- [Brief] Copy every one of the rows below word for word, keeping each line unchanged.

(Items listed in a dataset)
_ _ _ _

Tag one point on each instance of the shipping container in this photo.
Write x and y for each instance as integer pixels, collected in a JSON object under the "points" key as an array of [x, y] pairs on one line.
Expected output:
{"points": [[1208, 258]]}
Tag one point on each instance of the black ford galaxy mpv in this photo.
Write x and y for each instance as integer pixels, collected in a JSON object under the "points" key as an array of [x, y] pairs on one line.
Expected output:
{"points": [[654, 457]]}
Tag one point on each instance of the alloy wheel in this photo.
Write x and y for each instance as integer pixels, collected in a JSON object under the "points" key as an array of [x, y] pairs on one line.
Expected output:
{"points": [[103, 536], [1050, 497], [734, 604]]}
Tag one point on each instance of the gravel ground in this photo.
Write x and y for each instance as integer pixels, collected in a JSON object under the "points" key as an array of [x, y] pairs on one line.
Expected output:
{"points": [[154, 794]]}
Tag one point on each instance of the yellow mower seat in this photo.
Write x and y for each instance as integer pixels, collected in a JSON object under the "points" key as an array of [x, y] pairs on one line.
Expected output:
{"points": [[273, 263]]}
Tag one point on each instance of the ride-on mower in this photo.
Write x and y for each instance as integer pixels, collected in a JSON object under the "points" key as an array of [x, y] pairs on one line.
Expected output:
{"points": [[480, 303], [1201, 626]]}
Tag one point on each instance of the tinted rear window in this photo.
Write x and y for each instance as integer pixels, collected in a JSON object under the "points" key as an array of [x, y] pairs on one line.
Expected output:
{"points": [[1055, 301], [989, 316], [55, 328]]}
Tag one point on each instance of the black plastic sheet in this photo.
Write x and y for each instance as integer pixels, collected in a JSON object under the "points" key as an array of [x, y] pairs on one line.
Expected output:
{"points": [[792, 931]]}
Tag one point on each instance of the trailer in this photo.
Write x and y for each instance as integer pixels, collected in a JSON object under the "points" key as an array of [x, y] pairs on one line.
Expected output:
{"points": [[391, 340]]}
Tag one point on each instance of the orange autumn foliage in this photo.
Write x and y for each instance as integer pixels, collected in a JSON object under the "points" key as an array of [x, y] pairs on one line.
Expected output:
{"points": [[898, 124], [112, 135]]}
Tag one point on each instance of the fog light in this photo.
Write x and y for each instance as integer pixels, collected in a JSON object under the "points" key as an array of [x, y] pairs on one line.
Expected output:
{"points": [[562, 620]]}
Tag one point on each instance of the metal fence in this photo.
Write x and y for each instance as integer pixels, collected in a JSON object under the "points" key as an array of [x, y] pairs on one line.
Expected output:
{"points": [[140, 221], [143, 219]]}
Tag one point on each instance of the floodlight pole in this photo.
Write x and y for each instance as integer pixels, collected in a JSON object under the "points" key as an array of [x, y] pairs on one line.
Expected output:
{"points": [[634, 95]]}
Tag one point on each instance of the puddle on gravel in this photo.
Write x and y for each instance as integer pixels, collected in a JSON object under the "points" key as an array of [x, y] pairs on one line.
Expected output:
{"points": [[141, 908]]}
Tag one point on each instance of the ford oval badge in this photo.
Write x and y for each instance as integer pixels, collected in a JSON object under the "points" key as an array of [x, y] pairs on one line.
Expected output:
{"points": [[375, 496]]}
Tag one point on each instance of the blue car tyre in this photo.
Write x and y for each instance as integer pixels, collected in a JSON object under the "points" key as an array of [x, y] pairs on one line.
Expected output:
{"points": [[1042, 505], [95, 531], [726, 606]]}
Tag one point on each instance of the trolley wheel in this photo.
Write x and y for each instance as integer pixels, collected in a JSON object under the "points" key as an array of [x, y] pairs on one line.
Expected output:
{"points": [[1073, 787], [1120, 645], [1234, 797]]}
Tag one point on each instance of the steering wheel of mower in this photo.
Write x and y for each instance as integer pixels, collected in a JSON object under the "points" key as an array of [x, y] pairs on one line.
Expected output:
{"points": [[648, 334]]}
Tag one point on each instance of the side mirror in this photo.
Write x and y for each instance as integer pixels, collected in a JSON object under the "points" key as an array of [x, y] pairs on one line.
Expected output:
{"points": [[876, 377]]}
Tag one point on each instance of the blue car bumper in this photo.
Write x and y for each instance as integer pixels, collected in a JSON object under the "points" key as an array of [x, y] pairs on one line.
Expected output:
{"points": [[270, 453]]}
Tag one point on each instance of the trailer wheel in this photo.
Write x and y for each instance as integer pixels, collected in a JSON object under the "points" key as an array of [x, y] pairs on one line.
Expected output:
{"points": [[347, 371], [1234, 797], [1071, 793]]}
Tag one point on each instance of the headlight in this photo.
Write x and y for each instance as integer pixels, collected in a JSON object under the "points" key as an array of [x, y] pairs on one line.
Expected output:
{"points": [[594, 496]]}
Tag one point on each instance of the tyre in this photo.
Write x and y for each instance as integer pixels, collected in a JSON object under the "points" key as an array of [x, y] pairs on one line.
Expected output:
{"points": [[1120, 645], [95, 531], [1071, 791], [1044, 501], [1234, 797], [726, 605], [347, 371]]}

_ _ _ _

- [Exercise output]
Tag one point on each instance of the shipping container in this photo.
Write x and y for each instance as integer pixels, collected in a JSON object under the "points" key as an array of [x, y] pairs on one line.
Expected output:
{"points": [[1208, 258]]}
Tag one point on each instance of the black ford galaxy mpv in this photo.
Write x and y for each instance as integer pixels, collected in a JSON object under the "points" key as an array of [x, y] pairs on one line.
Expected output:
{"points": [[654, 457]]}
Tag one point on each instance of the alloy wheel in this photo.
Write x and y for each instance as integer pixels, collected in a JSON object under the "points" key as an array of [x, y] pairs on one line.
Expected output:
{"points": [[103, 536], [1050, 497], [734, 604]]}
Tag one point on each instance of the gravel ground in this photo.
Write x and y for each instance as integer pixels, collected in a JSON object under the "points" key as an array of [x, y] pairs on one line.
Expected output:
{"points": [[154, 794]]}
Tag one point on each instance of the yellow mower seat in this photo.
Write x and y for each instance as integer pixels, collected in a JSON object under the "points" key as an array of [x, y] pairs on one line.
Expected output:
{"points": [[273, 263]]}
Tag one point on each instance of the ride-on mower in this photo.
Write x and y for each instance as integer pixels, collected in a JSON object under the "points" key as an array of [x, y] pairs on one line.
Expected output:
{"points": [[480, 303], [1201, 626]]}
Tag one point on each instance of the tinted rear window in this photo.
Write x and y for each instance as integer pixels, collected in a JSON object under the "points" key as an array of [x, y] pairs on one line.
Expected output:
{"points": [[1055, 301], [989, 316], [55, 328]]}
Tag one point on each instance of the black plastic sheet in this photo.
Write x and y for each instance as integer pixels, collected in a JSON object under the "points" key as an array of [x, y] pairs on one line.
Expected output:
{"points": [[792, 931]]}
Tag one point on each instance of the trailer in this photo.
Write x and y for each instance as integer pixels, collected in a JSON object under the "points" key as an array of [x, y] pairs on one line.
Expected output:
{"points": [[391, 340]]}
Tag one point on each instance of the orange autumn foliage in this photo.
Write x and y for each instance as integer pixels, collected in a JSON object under the "points" key as an array of [x, y] pairs on one line.
Expected output:
{"points": [[898, 124], [112, 135]]}
Tag one point on each instance of the fog light in this photo.
Write x and y for each instance as integer pixels, collected in a JSON object under the "points" key as an array of [x, y] pairs on one line.
Expected output:
{"points": [[562, 620]]}
Tag one point on each instance of the metal fence in this photo.
Write x and y for each instance as integer pixels, collected in a JSON object under the "points" key as an array of [x, y] pairs on one line.
Expected output:
{"points": [[140, 221], [143, 219]]}
Tag one point on each instance of the floodlight pole in this photo.
Write x and y for each instance as integer pixels, collected in a JSON object under the "points" key as an array of [x, y] pairs on one line.
Expected output:
{"points": [[634, 95]]}
Tag one point on each instance of the puddle on gravel in this photo.
Write x and y for each instance as integer pixels, collected in a JSON object under the "points" key as an array of [x, y] pairs on one line.
Expected output:
{"points": [[141, 908]]}
Tag one point on each instance of the ford oval badge in this photo.
Write x and y for each instance as integer pixels, collected in a JSON object under the "points" key as an array of [x, y] pairs on one line.
Expected output:
{"points": [[375, 496]]}
Tag one point on each instance of the blue car tyre in this photo.
Write x and y for each instance as integer pixels, collected in a JSON object under the "points" key as an array of [x, y] pairs on one line.
Expected output:
{"points": [[1042, 505], [95, 531], [726, 606]]}
Tag one point on each instance of the trolley wheel in this photo.
Write x and y for each instance as integer pixels, collected in a JSON object under the "points" key as an array of [x, y] pairs on one line.
Expected output:
{"points": [[1073, 787], [1120, 645], [1234, 797]]}
Tag one point on each instance of the steering wheel of mower in this photo.
Write x and y for each instance as integer pixels, collected in a JSON object under the "points" key as an array of [x, y] pairs on one line.
Expected output:
{"points": [[648, 334]]}
Tag one point on each instance of the side mirror in this photo.
Write x and y for each instance as integer pixels, collected in a JSON object under the "points" key as an array of [x, y] pairs on one line.
Expected output:
{"points": [[876, 377]]}
Tag one point on each instance of the blue car bumper in this photo.
Write x and y for each instance as integer pixels, collected in a JSON object under the "points" key as an array of [x, y] pairs on one line.
Expected output:
{"points": [[270, 453]]}
Tag one point on each instance of the trailer wheel in this photo.
Write x and y for each instance as integer pixels, collected in a JSON object under the "points" key as an array of [x, y] pairs on one line.
Expected output:
{"points": [[347, 371], [1234, 797], [1071, 793]]}
Tag one point on each instance of the headlight in this photo.
Write x and y for each instance as integer pixels, collected in a JSON object under the "points" key as an array of [x, y] pairs on one line.
Expected output:
{"points": [[594, 496]]}
Tag one point on each instance of the tyre in this photo.
Write x and y for each instance as integer pixels, collected in a JSON object under the "points" key as an array of [x, y] pairs on one line.
Expected output:
{"points": [[1120, 645], [95, 531], [1071, 791], [1044, 501], [1234, 797], [726, 605], [347, 371]]}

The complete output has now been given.